- **Supplied data**
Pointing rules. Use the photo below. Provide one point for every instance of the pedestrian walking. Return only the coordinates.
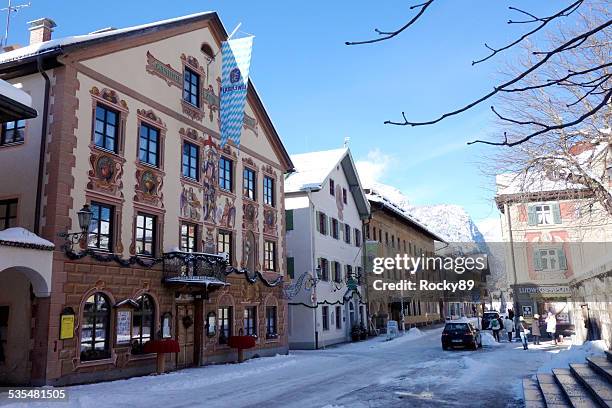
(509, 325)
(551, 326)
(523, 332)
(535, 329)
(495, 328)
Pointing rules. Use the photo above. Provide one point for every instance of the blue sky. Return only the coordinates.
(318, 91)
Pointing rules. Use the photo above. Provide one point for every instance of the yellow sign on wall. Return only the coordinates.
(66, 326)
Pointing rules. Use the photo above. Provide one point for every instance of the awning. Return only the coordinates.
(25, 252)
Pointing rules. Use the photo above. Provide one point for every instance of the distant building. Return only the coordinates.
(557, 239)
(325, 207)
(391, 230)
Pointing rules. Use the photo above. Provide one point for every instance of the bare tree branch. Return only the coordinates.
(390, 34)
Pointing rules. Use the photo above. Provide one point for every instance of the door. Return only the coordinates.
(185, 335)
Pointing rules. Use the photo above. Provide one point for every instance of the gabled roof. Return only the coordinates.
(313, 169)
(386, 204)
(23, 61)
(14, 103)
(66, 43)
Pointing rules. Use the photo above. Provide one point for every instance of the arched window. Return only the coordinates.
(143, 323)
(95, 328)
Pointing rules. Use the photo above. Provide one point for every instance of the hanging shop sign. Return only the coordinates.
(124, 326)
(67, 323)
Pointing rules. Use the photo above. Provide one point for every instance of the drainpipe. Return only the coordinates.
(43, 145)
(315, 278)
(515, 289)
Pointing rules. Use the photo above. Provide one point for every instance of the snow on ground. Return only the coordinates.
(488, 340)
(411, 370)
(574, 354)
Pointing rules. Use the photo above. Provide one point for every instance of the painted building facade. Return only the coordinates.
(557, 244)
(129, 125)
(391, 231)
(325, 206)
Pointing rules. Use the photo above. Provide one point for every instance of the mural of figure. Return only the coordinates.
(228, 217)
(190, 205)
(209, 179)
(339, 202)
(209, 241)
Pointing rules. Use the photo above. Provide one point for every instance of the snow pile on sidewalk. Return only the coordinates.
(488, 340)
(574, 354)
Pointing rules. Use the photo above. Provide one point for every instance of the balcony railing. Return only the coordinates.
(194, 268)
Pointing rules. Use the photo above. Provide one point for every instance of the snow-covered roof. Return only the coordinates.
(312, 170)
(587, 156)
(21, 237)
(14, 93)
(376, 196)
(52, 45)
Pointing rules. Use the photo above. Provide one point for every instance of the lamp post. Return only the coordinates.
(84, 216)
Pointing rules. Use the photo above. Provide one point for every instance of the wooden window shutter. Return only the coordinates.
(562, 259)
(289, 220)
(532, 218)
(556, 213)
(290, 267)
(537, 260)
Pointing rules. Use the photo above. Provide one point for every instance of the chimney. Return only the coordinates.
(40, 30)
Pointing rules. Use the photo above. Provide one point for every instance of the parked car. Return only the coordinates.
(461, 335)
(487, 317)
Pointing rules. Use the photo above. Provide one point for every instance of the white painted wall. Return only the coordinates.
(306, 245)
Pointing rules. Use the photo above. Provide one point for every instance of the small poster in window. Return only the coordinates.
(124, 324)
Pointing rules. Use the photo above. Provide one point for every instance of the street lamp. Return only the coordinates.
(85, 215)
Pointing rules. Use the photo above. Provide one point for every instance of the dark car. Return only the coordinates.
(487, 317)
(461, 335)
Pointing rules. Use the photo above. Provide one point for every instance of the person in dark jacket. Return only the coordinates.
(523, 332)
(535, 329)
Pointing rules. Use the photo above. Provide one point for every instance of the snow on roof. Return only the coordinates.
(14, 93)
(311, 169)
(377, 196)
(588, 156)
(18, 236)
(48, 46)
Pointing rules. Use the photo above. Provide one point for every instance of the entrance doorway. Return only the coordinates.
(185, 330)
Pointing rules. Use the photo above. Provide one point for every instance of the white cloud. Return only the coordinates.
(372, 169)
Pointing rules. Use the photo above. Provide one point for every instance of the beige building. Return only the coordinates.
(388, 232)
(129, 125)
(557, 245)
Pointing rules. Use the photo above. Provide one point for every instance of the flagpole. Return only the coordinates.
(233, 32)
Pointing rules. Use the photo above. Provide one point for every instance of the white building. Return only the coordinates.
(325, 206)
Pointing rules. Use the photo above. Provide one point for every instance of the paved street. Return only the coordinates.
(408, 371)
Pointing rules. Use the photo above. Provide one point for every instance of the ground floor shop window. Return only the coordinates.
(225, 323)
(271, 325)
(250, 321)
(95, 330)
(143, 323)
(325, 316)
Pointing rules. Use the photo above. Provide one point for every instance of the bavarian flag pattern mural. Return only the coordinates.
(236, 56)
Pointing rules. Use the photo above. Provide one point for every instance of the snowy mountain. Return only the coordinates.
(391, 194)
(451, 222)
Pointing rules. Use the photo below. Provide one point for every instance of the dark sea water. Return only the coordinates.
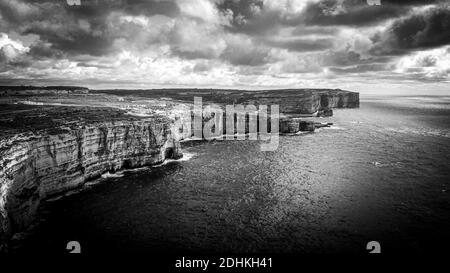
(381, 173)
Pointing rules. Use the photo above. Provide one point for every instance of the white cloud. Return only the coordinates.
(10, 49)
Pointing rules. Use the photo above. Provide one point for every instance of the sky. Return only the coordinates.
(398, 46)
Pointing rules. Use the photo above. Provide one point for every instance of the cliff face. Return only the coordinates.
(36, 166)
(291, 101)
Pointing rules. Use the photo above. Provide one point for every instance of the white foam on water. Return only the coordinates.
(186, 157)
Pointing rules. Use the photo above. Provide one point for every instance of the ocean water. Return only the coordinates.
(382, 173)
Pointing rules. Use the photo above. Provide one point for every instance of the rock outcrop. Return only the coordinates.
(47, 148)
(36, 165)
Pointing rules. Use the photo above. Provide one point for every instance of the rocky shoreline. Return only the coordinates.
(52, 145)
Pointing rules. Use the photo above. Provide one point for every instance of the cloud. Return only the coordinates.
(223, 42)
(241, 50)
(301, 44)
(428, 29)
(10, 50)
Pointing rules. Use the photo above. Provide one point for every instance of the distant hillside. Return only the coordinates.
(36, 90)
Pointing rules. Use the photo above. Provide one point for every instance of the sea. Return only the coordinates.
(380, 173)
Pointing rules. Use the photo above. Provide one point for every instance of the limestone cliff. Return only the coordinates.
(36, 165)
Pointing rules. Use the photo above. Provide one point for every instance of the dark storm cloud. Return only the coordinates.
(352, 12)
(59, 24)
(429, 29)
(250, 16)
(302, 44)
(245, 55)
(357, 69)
--
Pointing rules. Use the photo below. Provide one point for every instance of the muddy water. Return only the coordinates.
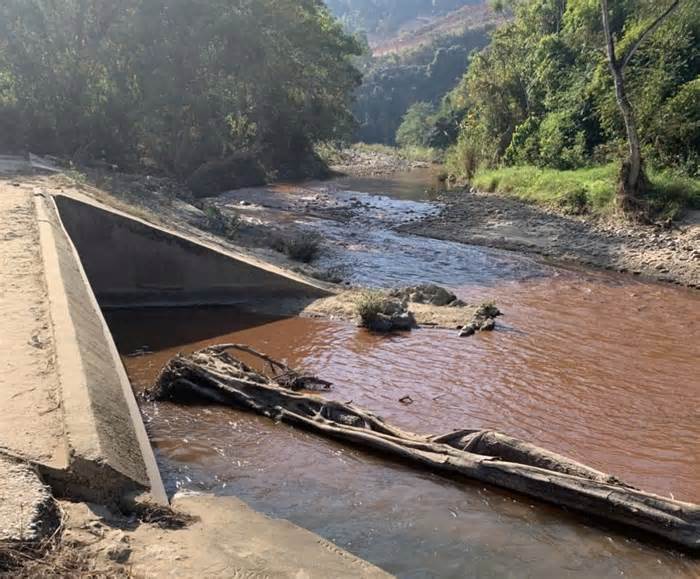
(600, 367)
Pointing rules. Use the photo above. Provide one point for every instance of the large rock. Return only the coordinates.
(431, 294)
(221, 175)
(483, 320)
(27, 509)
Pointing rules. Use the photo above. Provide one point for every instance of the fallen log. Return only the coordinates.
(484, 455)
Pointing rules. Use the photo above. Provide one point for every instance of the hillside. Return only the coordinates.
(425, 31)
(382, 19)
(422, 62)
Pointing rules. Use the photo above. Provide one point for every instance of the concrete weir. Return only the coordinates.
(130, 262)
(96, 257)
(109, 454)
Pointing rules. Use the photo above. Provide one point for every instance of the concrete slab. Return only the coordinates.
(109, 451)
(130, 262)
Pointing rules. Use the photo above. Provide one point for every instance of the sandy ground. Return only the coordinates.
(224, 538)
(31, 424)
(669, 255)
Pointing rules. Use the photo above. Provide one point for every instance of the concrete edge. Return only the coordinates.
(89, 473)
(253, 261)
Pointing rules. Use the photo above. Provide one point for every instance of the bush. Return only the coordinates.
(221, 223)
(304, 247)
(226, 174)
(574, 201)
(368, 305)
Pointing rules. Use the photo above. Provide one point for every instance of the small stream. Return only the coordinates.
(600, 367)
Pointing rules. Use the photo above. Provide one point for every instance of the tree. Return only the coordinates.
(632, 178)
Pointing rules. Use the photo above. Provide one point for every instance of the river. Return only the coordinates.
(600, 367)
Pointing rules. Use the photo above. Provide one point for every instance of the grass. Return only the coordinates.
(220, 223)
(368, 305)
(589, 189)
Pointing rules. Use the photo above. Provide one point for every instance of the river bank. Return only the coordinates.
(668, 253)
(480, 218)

- **Exercise description**
Pick out each row above in which the word "small" appears, and reproduce every such row in full.

- **Output of the task**
Pointing rules. Use the photo above. Provide one point for every instance of the small poster in window. Return only the coordinates.
Pointing rules. Use the photo above. Provide one point for every instance of the small stream. Return only the coordinates.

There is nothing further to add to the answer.